### Vorliegender Text

Hätte der im vorhergehenden Abschnitt geschilderte Versuch des Professors Michelson die Erwartung der Experimentierenden restlos erfüllt, so würde man darin eine schöne Bestätigung der gültigen Naturgesetze erblickt haben. Der vollkommen negative Erfolg nötigte zu einer anderen Auffassung. Da der Versuch als absolut genau anerkannt ward, mußte etwas anderes ungenau sein. Und in hartem Kampf mit ererbtem und erworbenem Denken entschlossen sich mehrere scharfsinnige Forscher zu einem radikalen Denkschritt:
Tatsächlich – anderes ist ungenau; und dieses andere sind die bis jetzt anerkannten Formen der Naturgesetze. In jenem Versuch trat ein Fehler zu Tage, und dieser war nur auf einem Weg zu beseitigen: durch die Annahme, daß der bisherige Ausdruck der großen Physikgesetze nicht absolut, sondern nur »in Annäherung« gültig sei. Konnte es gelingen, eine genauere Annäherung zu finden, dergestalt daß der Fehler verschwand, so öffnete sich ein neuer Weg für die Naturerkenntnis, vielleicht der von Denkern vorgeahnte »königliche Weg«. Es gelang! Der königliche Weg tat sich auf, und beim Fortschreiten aus ihm blickte das Auge in eine neue Welt, in der Raum und Zeit zu einer organischen 261 Einheit verschmolzen. Diejenigen Forscher, die sich in dieser vierdimensionalen Welt zurechtzufinden wußten, entschleierten Rätsel auf Rätsel, die bisher allen Anstrengungen der Physiker und Erkenner getrotzt hatten.
Der Begriff der »Annäherung« möge an einem Beispiel bildlich erörtert werden.
Ein ruhendes Gewässer, etwa die Oberfläche eines großen Binnensees, ist in »erster Annäherung« eine Ebene. Für die gewöhnliche Orientierung auf ihr reicht diese Annahme vollkommen aus, und man gerät mit keinem Naturgesetz in Widerspruch, wenn man an der Ebenheit des Wasserspiegels nicht zweifelt.

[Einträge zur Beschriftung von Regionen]

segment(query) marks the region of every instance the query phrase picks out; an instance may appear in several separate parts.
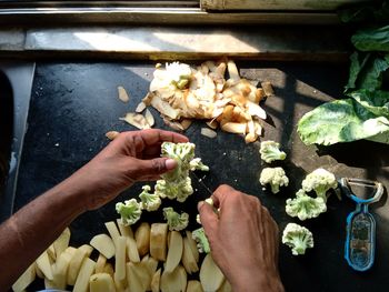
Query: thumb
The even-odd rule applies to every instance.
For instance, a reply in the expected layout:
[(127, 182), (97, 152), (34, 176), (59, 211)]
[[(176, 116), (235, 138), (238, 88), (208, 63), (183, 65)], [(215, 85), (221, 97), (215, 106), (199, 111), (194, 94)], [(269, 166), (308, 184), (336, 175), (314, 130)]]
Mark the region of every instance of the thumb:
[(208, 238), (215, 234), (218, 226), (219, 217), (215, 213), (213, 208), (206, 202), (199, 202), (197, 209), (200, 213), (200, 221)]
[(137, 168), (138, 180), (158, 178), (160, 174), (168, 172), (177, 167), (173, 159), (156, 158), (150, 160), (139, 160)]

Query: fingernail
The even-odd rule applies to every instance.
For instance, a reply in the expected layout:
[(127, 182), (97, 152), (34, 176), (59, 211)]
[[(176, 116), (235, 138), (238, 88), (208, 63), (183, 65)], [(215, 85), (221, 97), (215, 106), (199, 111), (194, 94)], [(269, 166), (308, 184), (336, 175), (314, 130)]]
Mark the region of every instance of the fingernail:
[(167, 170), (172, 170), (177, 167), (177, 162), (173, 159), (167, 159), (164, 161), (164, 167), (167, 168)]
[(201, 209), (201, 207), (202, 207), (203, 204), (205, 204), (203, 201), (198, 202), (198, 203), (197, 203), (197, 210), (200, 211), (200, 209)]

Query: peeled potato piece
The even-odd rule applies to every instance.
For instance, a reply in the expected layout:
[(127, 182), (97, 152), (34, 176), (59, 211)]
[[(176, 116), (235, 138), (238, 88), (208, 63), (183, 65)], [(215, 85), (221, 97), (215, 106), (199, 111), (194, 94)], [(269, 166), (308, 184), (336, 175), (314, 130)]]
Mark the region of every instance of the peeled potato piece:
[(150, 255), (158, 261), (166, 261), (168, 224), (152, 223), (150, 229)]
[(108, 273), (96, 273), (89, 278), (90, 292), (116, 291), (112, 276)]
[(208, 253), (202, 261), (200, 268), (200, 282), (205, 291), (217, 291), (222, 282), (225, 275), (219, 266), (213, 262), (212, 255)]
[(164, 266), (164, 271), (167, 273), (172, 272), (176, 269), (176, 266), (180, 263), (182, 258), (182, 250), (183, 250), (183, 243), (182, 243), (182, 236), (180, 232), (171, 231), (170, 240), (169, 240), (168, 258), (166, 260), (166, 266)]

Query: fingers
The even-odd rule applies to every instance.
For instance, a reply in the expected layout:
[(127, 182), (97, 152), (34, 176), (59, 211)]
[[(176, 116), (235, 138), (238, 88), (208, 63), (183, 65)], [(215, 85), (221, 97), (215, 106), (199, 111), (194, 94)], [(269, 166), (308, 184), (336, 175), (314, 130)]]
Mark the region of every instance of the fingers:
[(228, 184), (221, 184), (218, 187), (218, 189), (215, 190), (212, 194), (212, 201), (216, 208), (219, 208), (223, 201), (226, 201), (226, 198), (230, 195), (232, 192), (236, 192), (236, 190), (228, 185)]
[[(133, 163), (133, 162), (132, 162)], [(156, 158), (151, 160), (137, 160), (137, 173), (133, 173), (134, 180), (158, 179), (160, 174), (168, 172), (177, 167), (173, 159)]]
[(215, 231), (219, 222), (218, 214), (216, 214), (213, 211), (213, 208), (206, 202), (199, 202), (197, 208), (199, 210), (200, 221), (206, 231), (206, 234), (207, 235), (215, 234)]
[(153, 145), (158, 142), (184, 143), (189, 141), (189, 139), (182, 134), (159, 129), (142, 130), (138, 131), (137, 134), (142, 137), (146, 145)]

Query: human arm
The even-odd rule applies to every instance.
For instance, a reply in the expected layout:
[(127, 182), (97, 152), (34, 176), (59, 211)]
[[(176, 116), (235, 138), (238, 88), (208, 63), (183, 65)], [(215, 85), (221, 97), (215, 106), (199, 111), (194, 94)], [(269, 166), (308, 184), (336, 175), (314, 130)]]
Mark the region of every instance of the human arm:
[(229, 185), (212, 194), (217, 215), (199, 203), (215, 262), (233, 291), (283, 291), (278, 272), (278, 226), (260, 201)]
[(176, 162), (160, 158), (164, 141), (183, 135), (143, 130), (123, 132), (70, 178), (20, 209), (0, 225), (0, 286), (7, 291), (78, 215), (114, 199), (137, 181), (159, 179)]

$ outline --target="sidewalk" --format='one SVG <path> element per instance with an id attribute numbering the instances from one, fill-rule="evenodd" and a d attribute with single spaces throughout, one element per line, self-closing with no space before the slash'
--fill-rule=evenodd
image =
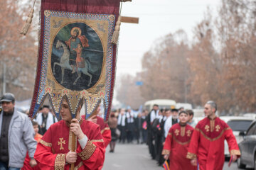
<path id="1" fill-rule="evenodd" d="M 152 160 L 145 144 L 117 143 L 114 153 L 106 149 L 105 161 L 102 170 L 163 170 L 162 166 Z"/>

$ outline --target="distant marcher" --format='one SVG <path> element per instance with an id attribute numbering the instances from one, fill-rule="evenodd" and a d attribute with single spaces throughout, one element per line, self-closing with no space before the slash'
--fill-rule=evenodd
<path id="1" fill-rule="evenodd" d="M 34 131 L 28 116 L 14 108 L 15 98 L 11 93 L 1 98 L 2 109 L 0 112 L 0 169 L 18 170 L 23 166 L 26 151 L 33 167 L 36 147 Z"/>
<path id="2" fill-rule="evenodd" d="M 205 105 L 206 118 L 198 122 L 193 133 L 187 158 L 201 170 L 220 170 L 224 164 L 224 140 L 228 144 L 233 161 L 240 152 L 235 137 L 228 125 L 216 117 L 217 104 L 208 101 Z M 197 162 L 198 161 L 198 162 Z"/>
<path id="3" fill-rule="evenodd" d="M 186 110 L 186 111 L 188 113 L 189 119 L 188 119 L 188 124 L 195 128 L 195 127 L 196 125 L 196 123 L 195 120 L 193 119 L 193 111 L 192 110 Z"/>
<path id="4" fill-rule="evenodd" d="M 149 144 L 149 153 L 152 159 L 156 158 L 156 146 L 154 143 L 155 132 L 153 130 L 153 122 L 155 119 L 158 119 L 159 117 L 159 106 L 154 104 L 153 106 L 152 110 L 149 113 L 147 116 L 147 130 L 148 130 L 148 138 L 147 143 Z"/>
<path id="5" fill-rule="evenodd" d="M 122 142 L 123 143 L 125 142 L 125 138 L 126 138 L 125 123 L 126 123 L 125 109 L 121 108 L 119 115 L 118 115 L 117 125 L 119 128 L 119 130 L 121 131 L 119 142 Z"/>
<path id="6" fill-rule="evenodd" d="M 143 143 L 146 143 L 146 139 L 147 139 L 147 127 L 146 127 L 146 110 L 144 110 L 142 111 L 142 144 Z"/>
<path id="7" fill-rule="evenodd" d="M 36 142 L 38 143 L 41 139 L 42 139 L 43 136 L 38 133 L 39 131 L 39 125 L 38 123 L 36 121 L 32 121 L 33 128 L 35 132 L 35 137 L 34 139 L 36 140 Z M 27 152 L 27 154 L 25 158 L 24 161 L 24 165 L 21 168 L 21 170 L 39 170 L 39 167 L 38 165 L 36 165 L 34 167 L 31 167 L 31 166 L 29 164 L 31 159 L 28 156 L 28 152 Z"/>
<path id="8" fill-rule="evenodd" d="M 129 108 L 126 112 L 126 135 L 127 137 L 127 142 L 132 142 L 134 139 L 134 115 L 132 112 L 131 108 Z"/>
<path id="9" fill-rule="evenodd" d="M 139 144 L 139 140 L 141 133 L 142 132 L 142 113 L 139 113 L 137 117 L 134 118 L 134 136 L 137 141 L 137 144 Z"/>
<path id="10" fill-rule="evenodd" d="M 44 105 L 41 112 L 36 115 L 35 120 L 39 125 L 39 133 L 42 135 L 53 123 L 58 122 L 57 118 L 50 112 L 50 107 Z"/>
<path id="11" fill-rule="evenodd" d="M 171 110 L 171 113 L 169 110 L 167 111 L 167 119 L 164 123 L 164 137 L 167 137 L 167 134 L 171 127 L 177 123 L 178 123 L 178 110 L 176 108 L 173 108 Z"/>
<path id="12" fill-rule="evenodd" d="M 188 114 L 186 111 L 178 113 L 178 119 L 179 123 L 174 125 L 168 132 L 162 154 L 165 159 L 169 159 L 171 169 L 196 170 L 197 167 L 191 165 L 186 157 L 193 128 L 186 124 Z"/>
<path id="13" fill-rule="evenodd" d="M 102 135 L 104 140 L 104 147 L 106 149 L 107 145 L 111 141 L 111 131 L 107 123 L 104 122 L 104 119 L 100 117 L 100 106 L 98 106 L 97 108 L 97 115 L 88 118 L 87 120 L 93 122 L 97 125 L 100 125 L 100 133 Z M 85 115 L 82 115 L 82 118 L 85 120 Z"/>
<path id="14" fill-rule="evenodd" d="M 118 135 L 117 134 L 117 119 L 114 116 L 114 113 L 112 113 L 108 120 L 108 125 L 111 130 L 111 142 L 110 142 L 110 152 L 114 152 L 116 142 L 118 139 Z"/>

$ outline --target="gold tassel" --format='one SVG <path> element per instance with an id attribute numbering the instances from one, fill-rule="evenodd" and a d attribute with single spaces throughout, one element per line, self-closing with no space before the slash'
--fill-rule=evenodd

### Aufgaben
A. Geben Sie den Abschnitt des Textes über den Michelson-Versuch wortgetreu aus, beginnend mit „Ein ruhendes Gewässer, etwa“ und fortlaufend bis einschließlich „Wasserspiegels nicht zweifelt.“.
B. Welches Beispiel nennt der Text über den Michelson-Versuch für etwas, das in „erster Annäherung“ eine Ebene ist?
C. Schreiben Sie den Text über den Michelson-Versuch im Anschluss an seinen letzten Satz weiter.
Die Auflistung stammt aus einer anderen Quelle.

### Antworten je Aufgabe
A.
Ein ruhendes Gewässer, etwa die Oberfläche eines großen Binnensees, ist in »erster Annäherung« eine Ebene. Für die gewöhnliche Orientierung auf ihr reicht diese Annahme vollkommen aus, und man gerät mit keinem Naturgesetz in Widerspruch, wenn man an der Ebenheit des Wasserspiegels nicht zweifelt.

B. Die Oberfläche eines ruhenden Gewässers, etwa eines großen Binnensees.

C.
Aber vor einer gesteigerten Feinheit der Beobachtung hält diese Annahme nicht mehr Stand. Man muß da festsetzen: der Wasserspiegel ist nicht eben, sondern bildet den Teil einer Kugeloberfläche; weil sich ja die Form des Sees der Kugelform der Erde anschmiegt. Und diese »zweite Annäherung« muß vollzogen werden, um gewisse Erscheinungen zu erörtern, die bei gewöhnlicher Orientierung garnicht in Frage kommen.
Aber die Erde ist ja, noch genauer definiert, keine Kugel, sondern exakt gesprochen ein Rotationsellipsoid. Und auch dieser Eigenschaft paßt sich das Gewässer an. Der Seespiegel ist also in »dritter Annäherung« Teil einer ellipsoidischen Fläche.
Eine vierte Annäherung wäre denkbar. Die Atome in der Oberschicht des Wassers ordnen sich überhaupt nicht nach dem üblichen Begriff irgend einer Fläche, die doch einen regelmäßigen, stetigen Zusammenhang voraussetzt. Mit nonplusultramikroskopischen Augen bewaffnet, würden wir die atomistische Struktur des Wasserspiegels erkennen, für welche die elementaren Flächenbegriffe gar nicht ausreichen. Erst bei dieser »vierten Annäherung« würde vielleicht eine vollkommene Exaktheit erreicht werden.
Dieses Wasserspiegel-Gleichnis leite zu den Naturgesetzen über. Wohl wußte man schon lange, daß manche von ihnen (wie z. B. das Gasgesetz von Mariotte) nicht durchgreifend richtig waren. Aber an den Grundgesetzen der klassischen Mechanik wagte man nicht zu rütteln. In Sonderheit standen die von Newton ausgesprochenen, durch Gleichungen formulierten Gesetze in absoluter Sicherheit da und so unverrückbar wie etwa der pythagoreische Lehrsatz.
Bis man auf dem königlichen Weg erkannte, daß auch hier nur Näherungswerte vorlagen, Korrekturen erheischend, die zur allertiefsten Erkenntnis führen.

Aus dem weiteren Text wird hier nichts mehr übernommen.